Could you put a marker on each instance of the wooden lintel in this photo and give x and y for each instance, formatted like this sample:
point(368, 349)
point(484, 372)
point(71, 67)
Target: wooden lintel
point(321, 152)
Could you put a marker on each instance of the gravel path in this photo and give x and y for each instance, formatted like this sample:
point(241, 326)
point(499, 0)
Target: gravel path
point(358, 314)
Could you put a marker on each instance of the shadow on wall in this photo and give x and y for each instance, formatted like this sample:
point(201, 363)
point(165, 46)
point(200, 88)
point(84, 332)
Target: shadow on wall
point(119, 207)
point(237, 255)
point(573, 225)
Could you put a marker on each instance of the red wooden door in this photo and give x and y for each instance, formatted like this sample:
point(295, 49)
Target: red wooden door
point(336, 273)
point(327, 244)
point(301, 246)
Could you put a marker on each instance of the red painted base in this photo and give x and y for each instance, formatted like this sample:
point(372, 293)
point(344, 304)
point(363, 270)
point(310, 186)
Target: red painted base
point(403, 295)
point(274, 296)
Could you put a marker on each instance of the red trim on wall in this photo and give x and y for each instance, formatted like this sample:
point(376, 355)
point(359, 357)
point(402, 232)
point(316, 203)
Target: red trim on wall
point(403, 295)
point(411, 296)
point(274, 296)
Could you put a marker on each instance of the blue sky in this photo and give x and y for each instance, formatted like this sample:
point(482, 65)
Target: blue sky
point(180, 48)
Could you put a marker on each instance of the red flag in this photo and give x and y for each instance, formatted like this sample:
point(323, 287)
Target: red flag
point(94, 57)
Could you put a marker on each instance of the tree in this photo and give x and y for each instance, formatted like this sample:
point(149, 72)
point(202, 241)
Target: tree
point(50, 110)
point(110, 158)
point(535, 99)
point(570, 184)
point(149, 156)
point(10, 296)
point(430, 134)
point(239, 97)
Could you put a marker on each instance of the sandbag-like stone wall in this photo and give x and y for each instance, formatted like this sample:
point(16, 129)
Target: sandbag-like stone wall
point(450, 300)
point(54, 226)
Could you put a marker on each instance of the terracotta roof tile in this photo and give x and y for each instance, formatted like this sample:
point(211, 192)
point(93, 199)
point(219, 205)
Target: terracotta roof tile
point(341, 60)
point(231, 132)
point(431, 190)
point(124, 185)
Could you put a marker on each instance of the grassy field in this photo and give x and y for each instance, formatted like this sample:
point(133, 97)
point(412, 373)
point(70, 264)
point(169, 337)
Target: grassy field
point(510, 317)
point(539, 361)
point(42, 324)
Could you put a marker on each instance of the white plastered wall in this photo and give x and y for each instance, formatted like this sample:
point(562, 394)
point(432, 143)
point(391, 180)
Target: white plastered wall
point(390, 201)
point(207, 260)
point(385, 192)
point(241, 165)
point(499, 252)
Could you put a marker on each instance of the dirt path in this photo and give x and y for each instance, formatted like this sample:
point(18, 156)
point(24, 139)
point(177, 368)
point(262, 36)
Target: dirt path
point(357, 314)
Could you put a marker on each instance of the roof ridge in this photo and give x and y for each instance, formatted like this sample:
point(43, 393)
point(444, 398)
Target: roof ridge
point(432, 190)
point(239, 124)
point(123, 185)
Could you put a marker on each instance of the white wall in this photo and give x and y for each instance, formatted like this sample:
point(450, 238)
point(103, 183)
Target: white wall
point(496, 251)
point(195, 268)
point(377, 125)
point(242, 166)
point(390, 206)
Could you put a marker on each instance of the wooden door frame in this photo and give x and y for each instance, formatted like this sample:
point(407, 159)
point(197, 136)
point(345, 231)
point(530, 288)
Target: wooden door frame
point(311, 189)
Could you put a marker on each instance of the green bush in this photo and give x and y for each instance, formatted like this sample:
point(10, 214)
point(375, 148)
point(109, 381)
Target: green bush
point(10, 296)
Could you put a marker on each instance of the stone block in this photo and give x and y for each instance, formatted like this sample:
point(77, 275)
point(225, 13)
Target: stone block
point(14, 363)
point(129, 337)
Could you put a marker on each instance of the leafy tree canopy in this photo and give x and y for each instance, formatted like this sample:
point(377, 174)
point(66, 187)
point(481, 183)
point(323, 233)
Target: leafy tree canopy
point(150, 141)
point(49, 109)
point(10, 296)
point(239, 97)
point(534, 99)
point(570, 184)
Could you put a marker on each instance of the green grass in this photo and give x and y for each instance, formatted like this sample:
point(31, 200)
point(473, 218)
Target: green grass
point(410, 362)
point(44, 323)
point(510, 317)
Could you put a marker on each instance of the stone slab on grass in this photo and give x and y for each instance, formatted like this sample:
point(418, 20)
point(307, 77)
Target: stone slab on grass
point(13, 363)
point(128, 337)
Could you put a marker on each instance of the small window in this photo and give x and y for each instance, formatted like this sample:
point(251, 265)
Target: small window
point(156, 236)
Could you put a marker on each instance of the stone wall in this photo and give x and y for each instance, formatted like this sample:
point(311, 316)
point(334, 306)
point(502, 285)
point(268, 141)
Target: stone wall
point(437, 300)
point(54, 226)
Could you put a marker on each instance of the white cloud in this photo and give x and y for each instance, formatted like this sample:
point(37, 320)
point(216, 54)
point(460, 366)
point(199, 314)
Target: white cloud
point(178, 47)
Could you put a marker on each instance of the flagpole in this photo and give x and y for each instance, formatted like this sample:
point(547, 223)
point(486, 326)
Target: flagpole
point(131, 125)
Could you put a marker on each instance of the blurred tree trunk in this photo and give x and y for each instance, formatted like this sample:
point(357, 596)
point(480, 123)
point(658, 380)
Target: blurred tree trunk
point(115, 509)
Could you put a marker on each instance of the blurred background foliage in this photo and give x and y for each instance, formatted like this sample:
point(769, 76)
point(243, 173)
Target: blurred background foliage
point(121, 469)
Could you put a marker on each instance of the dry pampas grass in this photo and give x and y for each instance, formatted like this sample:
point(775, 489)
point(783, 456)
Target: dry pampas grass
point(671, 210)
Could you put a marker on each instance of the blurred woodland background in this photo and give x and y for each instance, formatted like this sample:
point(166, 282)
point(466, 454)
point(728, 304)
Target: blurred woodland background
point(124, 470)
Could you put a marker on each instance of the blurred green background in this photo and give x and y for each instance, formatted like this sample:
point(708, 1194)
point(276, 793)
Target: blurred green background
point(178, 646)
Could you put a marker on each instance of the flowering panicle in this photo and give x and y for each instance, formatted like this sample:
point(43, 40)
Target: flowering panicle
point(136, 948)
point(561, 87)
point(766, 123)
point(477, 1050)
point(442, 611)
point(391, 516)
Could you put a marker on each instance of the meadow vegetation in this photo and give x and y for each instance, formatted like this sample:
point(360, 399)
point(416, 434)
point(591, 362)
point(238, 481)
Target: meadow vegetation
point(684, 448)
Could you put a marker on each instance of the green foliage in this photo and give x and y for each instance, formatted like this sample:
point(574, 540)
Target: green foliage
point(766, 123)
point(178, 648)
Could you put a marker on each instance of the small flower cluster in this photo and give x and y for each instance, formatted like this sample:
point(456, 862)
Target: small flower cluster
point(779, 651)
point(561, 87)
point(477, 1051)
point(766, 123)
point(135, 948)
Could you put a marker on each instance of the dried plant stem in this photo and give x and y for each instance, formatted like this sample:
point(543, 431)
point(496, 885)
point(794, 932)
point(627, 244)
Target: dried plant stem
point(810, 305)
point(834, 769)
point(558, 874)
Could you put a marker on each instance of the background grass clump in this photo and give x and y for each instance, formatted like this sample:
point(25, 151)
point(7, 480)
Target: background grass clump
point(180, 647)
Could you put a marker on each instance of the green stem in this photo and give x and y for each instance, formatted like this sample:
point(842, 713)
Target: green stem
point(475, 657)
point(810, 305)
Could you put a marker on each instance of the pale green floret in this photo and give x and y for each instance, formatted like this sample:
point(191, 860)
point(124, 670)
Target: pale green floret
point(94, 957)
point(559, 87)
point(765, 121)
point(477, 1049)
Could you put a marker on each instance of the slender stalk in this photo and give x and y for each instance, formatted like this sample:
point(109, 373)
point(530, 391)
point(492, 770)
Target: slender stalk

▬▬▬▬▬▬

## What to produce
Could you update the material from the line with "Could you put a marker on each instance of the grassy" up to and including the line with "point(390, 206)" so that "dirt path" becomes "footpath", keeping everything else the same?

## Task response
Could you put a marker on each instance of the grassy field in this photo and give x and y for each instance, formatted like this sample:
point(133, 97)
point(412, 373)
point(70, 264)
point(169, 337)
Target: grassy field
point(510, 317)
point(539, 361)
point(42, 324)
Could you put a marker on each instance of the white plastered wall in this photo and give x and y for each instance, formatted like this sample:
point(562, 394)
point(432, 143)
point(391, 180)
Target: white plastered wall
point(390, 201)
point(207, 260)
point(385, 192)
point(241, 165)
point(499, 252)
Could you put a marker on each instance of the footpath in this photo and give x and y for each instance, formatted like this sample:
point(18, 156)
point(24, 139)
point(177, 368)
point(262, 36)
Target: footpath
point(357, 314)
Could you put a marker on each instance of the roof ridge in this photo and give x and y for each instance, formatted like this sample:
point(43, 393)
point(444, 398)
Target: roof ridge
point(432, 190)
point(239, 124)
point(123, 185)
Could you put a marker on each instance of the white wall in this photo and give x and y for each instance, formatted like this sample:
point(450, 238)
point(103, 183)
Target: white wall
point(496, 251)
point(195, 268)
point(377, 125)
point(242, 166)
point(390, 206)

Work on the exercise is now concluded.